Content starts
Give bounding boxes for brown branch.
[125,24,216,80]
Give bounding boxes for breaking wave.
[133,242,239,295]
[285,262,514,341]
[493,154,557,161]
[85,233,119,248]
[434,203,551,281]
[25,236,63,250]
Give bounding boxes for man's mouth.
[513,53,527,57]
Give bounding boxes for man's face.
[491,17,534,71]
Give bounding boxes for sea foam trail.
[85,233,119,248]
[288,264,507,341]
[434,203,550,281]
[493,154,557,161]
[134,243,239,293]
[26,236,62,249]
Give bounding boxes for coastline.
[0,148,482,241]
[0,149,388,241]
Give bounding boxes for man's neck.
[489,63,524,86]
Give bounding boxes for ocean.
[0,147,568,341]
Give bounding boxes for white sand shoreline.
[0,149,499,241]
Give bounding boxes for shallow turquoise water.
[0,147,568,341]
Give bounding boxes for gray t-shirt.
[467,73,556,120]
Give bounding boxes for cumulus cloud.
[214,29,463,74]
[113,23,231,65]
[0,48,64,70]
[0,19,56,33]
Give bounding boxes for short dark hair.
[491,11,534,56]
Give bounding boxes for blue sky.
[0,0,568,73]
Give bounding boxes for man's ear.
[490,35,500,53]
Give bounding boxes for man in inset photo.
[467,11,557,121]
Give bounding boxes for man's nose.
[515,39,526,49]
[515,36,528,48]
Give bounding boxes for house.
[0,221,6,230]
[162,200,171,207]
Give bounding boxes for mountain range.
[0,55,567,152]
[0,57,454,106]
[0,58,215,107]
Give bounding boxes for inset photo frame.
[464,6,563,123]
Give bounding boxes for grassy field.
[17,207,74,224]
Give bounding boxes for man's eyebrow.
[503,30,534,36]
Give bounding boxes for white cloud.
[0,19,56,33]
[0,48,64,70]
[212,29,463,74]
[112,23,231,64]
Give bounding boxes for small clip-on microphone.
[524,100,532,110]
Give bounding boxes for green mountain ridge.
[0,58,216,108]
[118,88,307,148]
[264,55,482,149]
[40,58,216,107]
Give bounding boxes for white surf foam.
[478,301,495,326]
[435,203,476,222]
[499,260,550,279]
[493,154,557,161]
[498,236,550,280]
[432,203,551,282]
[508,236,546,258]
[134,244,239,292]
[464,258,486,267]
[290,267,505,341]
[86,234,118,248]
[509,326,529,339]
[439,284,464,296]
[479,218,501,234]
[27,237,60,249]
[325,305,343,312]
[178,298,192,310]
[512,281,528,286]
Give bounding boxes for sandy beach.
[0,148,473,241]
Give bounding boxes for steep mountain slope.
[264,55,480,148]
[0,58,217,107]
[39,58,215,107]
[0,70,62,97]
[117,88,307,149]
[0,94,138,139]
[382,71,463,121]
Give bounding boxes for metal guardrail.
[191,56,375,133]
Content ends
§ **What this task involves**:
Return every entry above with nothing altered.

§ **Reply**:
Give bounding boxes for brown branch.
[125,24,216,80]
Give bounding boxes for breaking wave.
[133,242,239,295]
[285,262,514,341]
[493,154,557,161]
[85,233,119,248]
[434,203,551,281]
[25,236,63,250]
Give bounding boxes for man's mouth.
[513,53,527,57]
Give bounding boxes for man's face.
[491,17,534,71]
Give bounding boxes for sea foam trail.
[85,233,119,248]
[288,264,507,341]
[434,203,550,281]
[493,154,557,161]
[134,243,239,293]
[26,236,62,249]
Give bounding boxes for coastline.
[0,148,482,241]
[0,149,388,241]
Give bounding boxes for man's neck.
[489,63,524,86]
Give bounding boxes for ocean.
[0,147,568,341]
Give bounding boxes for white sand shoreline.
[0,149,499,241]
Give bounding boxes for shallow turquoise water.
[0,147,568,341]
Give bounding boxes for gray t-shirt.
[467,73,556,120]
Give bounding boxes for cumulus cloud.
[214,29,463,74]
[113,23,231,65]
[0,48,64,70]
[0,19,56,33]
Give bounding boxes for short dark hair.
[491,11,534,56]
Give bounding boxes for blue sky.
[0,0,568,73]
Give bounding boxes for man's ear.
[490,35,500,53]
Give bounding boxes for man in inset photo.
[467,11,557,121]
Give bounding boxes for man's nose.
[515,39,526,49]
[515,36,528,48]
Give bounding boxes for house.
[0,221,6,230]
[162,200,171,207]
Give bounding boxes for mountain range.
[0,55,567,152]
[0,57,454,106]
[0,58,215,107]
Give bounding boxes for inset photo frame.
[464,6,563,123]
Give bounding boxes for grassy field.
[17,207,74,224]
Give bounding boxes for man's eyebrow.
[503,30,534,36]
Give bounding boxes for white cloud.
[0,19,56,33]
[0,48,64,70]
[212,29,463,74]
[112,23,231,64]
Give bounding boxes for small clip-on microphone.
[524,100,532,110]
Give bounding boxes for green mountain ridge.
[0,58,216,108]
[118,88,307,148]
[264,55,482,149]
[40,58,216,107]
Give bounding boxes for white surf foam.
[478,301,495,326]
[435,203,476,222]
[499,260,550,279]
[493,154,557,161]
[498,236,550,280]
[432,203,551,282]
[508,236,546,258]
[134,244,239,292]
[464,258,486,267]
[290,267,505,341]
[86,234,118,248]
[509,326,529,339]
[439,284,464,296]
[479,218,501,234]
[27,237,60,249]
[325,305,343,312]
[178,298,192,310]
[512,281,528,286]
Give bounding boxes for sandy beach.
[0,148,473,241]
Give bounding boxes for steep mountain slope.
[264,55,480,148]
[0,58,217,107]
[39,58,215,107]
[0,70,62,97]
[117,88,307,149]
[0,94,138,139]
[382,71,463,121]
Give bounding boxes for metal guardrail.
[191,56,375,133]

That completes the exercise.